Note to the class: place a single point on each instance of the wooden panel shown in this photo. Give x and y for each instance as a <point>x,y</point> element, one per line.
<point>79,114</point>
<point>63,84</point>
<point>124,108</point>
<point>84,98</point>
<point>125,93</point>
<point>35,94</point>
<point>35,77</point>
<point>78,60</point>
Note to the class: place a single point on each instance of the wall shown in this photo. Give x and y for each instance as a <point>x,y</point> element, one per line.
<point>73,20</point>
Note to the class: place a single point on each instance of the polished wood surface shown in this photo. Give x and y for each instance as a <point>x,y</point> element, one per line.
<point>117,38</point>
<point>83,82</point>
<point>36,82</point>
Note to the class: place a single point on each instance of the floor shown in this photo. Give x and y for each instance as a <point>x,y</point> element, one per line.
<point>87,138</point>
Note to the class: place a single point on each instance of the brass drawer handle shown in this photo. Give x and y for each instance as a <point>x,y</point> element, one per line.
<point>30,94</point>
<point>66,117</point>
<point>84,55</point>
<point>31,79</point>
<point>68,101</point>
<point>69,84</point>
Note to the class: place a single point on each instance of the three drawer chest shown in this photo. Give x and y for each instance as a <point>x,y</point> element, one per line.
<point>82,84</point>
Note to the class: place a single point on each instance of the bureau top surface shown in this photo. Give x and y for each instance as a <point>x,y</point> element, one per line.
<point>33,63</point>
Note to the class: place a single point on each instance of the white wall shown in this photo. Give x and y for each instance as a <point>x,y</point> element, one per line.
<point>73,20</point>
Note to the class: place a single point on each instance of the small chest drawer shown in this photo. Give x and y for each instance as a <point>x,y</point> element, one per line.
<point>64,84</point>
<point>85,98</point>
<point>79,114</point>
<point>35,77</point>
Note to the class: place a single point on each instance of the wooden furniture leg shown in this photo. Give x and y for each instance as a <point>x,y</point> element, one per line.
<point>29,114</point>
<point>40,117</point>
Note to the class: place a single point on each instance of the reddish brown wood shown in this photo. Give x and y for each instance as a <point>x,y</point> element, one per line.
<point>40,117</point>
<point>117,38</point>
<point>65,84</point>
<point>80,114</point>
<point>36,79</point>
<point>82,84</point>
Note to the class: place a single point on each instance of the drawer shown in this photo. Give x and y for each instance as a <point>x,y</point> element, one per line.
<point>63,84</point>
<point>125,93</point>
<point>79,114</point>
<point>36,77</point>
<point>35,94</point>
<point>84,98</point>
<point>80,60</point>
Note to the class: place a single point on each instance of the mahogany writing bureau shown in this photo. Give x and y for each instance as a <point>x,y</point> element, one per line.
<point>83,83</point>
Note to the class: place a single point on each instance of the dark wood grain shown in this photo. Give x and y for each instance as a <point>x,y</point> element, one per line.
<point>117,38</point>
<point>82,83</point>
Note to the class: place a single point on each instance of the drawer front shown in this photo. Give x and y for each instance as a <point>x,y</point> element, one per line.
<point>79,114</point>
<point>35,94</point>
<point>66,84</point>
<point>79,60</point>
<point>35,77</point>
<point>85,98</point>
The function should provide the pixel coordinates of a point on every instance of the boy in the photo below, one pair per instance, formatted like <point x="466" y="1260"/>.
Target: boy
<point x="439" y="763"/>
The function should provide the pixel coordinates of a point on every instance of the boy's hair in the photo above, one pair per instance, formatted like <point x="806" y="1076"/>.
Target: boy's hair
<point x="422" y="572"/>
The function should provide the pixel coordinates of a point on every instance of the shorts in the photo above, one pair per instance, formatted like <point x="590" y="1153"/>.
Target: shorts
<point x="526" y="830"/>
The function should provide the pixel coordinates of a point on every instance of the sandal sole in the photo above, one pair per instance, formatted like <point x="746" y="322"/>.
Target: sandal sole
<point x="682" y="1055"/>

▶ **WHAT THE EXERCISE ASKS**:
Each line from the one containing "of the shorts" through the end of the material must be returned exactly; no other line should appear.

▶ **ANSWER SECTION**:
The function should provide the pixel coordinates of a point on every instance of the shorts in the photo above, one pair per instance, formatted like <point x="590" y="1153"/>.
Target: shorts
<point x="526" y="830"/>
The function should provide the pixel coordinates of a point on every instance of the sandal sole in the photo above, one pair per instance, formatted like <point x="746" y="322"/>.
Target: sandal sole
<point x="682" y="1055"/>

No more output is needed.